*** Opening of SELECTED EXTRACT ***
Things to Know When You Visit Us
Visiting hours are generally from 8:00 AM to 8:00 PM. Times may vary in specific departments. Children of any age may visit while under the supervision of parent or other adult, although this is subject to changes at any time. Visitors may be asked to leave patient rooms during treatments, diagnostic tests or physician visits. To facilitate smooth communications, you may be asked to appoint a family spokesperson to serve as the link between the Patient Care Team and family members/friends. This helps protect patient privacy.
There may be instances (ie: Flu season) when changes to our Visiting Policy may be adjusted. Please be courteous to these requests.
Don't give the patient any medications, food or drink (even water) unless you ask the nurse. Please don't share the patient's meal or bring food into the patient's room. Take any valuables (such as jewelry) home for safekeeping.
You can help make your loved one more comfortable. Talk with the nurse to find out what you can do. Your loved one may need rest most of all. Visitors with infections or communicable illnesses should refrain from visiting patients. Don't forget to take care of yourself, too.
Our commitment is to provide excellent medical treatment, comfortable rooms, privacy, security, and an environment that is free of infection and conducive to quality patient care.
Visitors are allowed on the Medical/Surgical Unit from 8:00 a.m. to 8:00 p.m. Visitors may be asked to leave the room when the physician is examining the patient, or when diagnostic tests or procedures are being performed.
Intensive Care Unit
Visiting hours in the Intensive Care Unit (ICU) are flexible, dependent upon the patient's condition. However, we ask that there be no visitors between 7:00 - 7:30 a.m., and 7:00 - 7:30 p.m. People who are ill and children under 12 years of age are not allowed in the ICU. To keep from tiring the patient, visitors are limited to two at a time -- visits should be kept short. To prevent the spread of infection, visitors are asked to wash their hands when entering and leaving the patient's room. Visitors may be asked to put on a gown, mask or gloves.
What to bring: Cards or small gifts may make your loved one feel better -- or just having a robe from home can be comforting. Bring a copy of the patient's medical history, a list of medications, and any advance medical directive (such as a living will).
What not to bring: No plants or flowers, please. Turn off cellular phones and beepers. Ask the nurse before bringing in any electronic equipment.
*** Close of SELECTED EXTRACT ***
*** Opening of STORED DATA ***
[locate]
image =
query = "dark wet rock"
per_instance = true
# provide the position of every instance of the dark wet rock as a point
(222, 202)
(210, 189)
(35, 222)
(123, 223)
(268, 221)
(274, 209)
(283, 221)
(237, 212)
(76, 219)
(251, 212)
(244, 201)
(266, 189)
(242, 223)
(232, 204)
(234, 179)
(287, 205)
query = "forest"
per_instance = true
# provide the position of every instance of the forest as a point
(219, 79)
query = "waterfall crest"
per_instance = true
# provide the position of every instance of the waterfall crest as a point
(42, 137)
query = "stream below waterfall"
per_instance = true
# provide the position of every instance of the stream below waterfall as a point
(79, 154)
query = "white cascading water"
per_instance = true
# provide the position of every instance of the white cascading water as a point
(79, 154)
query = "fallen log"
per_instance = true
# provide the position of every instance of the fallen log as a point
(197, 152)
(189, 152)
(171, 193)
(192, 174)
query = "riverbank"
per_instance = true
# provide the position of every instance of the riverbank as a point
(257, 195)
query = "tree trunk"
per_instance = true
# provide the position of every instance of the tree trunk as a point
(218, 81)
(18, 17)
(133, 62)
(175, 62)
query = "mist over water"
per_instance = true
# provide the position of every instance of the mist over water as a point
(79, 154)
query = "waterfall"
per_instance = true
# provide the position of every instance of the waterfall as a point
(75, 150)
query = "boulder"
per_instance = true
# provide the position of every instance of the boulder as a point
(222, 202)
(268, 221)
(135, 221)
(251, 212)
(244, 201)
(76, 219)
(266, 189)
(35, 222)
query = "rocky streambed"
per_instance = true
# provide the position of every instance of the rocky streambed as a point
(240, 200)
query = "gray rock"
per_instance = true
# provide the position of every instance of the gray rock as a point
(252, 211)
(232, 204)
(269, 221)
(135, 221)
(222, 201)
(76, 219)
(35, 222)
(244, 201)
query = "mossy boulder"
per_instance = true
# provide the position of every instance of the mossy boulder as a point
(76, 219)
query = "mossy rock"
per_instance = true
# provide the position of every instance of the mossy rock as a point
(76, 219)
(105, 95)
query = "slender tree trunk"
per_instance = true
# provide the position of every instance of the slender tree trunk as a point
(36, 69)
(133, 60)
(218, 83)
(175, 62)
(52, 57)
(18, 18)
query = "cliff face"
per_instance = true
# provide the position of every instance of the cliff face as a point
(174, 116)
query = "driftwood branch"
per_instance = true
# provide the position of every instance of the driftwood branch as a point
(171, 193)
*** Close of STORED DATA ***
● PARTS OF THE EXERCISE:
1. Revise the hospital visiting guidelines from "There may be" to "home for safekeeping.", replacing "valuables" with "personal belongings".
2. Resume the hospital visiting guidelines after their final sentence, continuing in the same style.
The records are separate material, unrelated to the hospital visiting guidelines.

● WRITTEN RESPONSES:
1.
There may be instances (ie: Flu season) when changes to our Visiting Policy may be adjusted. Please be courteous to these requests.
Don't give the patient any medications, food or drink (even water) unless you ask the nurse. Please don't share the patient's meal or bring food into the patient's room. Take any personal belongings (such as jewelry) home for safekeeping.

2.
The Emergency Department staff appreciates your need to be with your family member or friend when they are facing an emergency. The physical layout of the Emergency Department makes it very difficult to accomodate all of a patient's family and friends. Therefore, we ask that you work together with the Emergency Department staff to allow them to provide patient care quickly, effectively and completely.
- Allow the Emergency Department personnel to have the first 15-20 minutes alone with the patient to gather necessary medical information. After assessing the patient, x-rays or lab tests may need to be ordered. Once these initial tests are performed, there is usually 30 minutes or more of waiting time for the results of these studies. This "waiting time" is the ideal time for visitors to be invited to sit at the bedside of the family member or friend and contribute any additional information they may have.
- It is very important that visitors remain in the patient treatment room.
- Occasionally, circumstances make it inappropriate for any family or friends to be in the Emergency Department. In addition, if an emergency occurs while you are at the bedside, you may be asked to leave the Emergency Department. You will be allowed to return to the treatment room as soon as it is appropriate and safe.
- If more than one family member or friend has accompanied the patient to the Emergency Department, we will ask for one person to sit at the bedside. If our patient is a child, both parents will be invited into the treatment room with the child. We strongly discourage bringing children who are not sick or injured into the Emergency Department.